## TASK OBJECTIVE
Render the lines from "In the photo above, where can the suit" through "point(312, 220)" as a two-column CSV headed ask and response, with one row for each ask and its full answer. Quote every field and turn line breaks into spaces.

Dataset records on where objects are located:
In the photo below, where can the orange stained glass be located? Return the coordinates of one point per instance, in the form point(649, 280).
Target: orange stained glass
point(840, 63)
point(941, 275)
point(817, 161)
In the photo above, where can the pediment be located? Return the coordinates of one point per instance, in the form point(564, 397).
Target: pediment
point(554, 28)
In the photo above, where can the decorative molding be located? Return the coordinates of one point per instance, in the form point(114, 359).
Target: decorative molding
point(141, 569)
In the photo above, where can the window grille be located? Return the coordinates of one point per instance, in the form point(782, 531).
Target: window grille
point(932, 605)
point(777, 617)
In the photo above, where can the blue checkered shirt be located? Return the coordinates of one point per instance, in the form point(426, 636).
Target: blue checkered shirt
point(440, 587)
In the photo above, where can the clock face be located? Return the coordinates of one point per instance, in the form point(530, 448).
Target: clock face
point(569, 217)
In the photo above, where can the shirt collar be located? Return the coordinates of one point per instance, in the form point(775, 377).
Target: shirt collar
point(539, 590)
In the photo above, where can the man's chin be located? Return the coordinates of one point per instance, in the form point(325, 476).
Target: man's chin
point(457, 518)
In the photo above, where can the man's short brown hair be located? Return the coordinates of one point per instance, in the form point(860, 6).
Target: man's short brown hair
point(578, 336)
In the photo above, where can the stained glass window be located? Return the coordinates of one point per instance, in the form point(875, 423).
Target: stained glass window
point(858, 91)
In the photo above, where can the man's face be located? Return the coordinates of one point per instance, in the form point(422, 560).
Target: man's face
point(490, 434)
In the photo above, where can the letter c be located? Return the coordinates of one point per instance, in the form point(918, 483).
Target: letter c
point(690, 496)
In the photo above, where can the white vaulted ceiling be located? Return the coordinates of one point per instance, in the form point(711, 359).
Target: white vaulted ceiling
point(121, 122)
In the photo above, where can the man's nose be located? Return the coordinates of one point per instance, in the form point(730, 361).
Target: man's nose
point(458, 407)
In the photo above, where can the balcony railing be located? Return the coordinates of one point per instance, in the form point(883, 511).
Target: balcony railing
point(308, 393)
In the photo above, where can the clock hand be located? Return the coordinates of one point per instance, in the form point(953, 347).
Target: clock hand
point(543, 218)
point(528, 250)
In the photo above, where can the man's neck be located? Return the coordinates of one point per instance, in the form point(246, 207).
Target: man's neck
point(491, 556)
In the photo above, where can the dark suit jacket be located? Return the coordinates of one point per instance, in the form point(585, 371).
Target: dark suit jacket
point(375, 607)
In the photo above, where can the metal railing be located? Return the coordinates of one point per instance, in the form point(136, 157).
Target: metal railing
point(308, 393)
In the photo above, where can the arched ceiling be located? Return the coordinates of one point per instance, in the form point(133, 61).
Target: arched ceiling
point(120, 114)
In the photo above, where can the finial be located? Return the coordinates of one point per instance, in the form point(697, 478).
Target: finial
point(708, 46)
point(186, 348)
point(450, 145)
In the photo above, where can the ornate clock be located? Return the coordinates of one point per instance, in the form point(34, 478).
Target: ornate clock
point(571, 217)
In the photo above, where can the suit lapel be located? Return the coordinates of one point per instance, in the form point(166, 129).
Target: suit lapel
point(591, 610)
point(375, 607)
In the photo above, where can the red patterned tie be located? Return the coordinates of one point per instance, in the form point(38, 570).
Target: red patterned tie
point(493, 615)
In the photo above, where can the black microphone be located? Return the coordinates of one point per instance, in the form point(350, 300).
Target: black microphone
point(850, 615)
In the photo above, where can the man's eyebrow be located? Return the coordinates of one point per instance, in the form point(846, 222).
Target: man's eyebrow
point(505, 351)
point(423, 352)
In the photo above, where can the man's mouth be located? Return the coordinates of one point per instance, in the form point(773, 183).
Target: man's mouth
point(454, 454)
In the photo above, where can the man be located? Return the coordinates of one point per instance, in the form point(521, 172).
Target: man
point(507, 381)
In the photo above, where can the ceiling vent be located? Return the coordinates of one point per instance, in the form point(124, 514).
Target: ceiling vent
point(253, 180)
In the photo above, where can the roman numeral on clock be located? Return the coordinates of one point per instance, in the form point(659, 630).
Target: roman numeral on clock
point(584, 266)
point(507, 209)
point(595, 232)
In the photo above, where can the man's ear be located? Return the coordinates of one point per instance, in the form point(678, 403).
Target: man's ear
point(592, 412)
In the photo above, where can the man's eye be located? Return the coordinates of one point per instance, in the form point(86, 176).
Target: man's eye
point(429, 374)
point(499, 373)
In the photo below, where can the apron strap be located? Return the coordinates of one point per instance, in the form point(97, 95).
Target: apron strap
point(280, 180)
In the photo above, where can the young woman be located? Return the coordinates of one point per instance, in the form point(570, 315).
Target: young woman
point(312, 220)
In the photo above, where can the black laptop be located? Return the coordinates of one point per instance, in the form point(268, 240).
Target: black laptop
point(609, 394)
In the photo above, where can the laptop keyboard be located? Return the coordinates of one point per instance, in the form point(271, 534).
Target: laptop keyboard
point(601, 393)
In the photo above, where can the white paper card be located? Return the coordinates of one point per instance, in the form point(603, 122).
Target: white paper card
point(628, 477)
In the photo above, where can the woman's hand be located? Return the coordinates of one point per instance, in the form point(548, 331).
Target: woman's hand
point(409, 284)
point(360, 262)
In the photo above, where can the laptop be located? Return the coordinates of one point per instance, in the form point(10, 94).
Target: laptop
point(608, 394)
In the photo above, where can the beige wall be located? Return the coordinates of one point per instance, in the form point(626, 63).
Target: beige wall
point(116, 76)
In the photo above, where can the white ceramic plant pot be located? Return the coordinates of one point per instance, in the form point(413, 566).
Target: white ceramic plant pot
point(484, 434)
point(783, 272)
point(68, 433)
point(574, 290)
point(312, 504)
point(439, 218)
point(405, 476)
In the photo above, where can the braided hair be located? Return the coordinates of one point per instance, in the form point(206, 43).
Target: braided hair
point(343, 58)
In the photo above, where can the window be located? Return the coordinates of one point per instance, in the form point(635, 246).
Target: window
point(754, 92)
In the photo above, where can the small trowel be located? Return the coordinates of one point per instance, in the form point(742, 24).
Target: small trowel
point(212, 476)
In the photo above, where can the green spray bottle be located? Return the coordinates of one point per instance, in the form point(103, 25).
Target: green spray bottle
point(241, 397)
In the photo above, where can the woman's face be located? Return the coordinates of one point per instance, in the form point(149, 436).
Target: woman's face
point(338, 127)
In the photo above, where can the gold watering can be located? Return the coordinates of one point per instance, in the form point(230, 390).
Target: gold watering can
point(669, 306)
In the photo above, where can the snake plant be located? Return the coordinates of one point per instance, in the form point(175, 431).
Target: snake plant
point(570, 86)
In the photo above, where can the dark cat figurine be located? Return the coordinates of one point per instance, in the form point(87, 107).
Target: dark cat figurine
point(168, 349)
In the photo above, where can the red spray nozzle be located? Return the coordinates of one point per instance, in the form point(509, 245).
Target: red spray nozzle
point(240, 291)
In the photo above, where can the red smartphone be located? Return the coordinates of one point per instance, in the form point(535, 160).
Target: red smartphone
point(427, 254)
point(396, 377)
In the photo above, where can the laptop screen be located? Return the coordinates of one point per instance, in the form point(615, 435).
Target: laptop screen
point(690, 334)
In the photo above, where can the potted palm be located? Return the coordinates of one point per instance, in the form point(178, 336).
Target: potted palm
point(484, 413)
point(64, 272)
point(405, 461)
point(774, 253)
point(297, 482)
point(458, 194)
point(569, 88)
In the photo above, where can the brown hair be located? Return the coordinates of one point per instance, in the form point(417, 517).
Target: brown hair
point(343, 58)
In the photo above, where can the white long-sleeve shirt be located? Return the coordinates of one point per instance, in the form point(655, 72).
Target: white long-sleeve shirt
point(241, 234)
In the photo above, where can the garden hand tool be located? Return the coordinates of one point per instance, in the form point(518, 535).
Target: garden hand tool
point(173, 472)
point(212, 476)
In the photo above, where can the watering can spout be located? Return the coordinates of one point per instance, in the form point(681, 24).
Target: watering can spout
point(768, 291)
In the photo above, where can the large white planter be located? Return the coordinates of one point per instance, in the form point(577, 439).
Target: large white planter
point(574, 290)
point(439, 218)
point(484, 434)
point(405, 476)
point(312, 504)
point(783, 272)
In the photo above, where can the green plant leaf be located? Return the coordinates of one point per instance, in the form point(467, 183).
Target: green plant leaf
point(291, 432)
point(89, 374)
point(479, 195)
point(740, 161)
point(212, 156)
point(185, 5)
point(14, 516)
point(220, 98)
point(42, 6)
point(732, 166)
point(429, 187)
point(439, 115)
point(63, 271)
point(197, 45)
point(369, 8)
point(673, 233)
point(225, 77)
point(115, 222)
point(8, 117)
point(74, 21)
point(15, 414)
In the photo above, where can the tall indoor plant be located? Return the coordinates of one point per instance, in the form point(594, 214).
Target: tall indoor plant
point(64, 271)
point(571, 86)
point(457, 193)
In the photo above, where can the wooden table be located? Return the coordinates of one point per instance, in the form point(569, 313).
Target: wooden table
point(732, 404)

## WRITTEN RESPONSE
ask,response
"In the photo above, where can the suit lapel be located? Return the coordinates of one point per instance, in the form point(166, 129). Target: suit lapel","point(591, 610) point(375, 607)"
"In the photo above, where can the red patterned tie be located? Return the coordinates of one point per instance, in the form point(38, 570). Target: red patterned tie","point(493, 615)"
"In the photo above, where can the black microphone be located? Return the coordinates of one point per instance, in the form point(350, 300). Target: black microphone","point(850, 615)"
"In the photo above, where can the man's eyebrow be located? Return the coordinates of one point per instance, in the form point(846, 222). Target: man's eyebrow","point(505, 351) point(423, 352)"
"In the photo above, where can the man's mouth be located? Return the coordinates of one point per instance, in the form point(773, 183). Target: man's mouth","point(454, 454)"
"In the photo above, where can the man be located? Return the coordinates of one point per instance, in the form point(521, 172). Target: man","point(507, 381)"
"In the photo above, where can the ceiling vent be located? Return the coordinates of one point per instance, in the form point(124, 514). Target: ceiling vent","point(253, 180)"
"In the photo above, where can the roman numeral on clock be located? Return the coordinates of one point per instance, in the form point(659, 630). Target: roman numeral on clock","point(584, 266) point(507, 209) point(595, 232)"
"In the photo above, where can the man's ear be located? Return the coordinates of one point per instance, in the form point(678, 403). Target: man's ear","point(592, 412)"
"In the photo above, where can the man's eye be located? Return the coordinates of one point per instance, in the form point(86, 176). Target: man's eye","point(429, 374) point(499, 373)"
"In the photo below, where can the apron strap be located? Return the coordinates of one point per instance, in the form point(97, 95). Target: apron strap","point(280, 180)"
"In the photo above, where can the young woman be located? Return the coordinates of one point per instance, in the form point(570, 315). Target: young woman","point(312, 220)"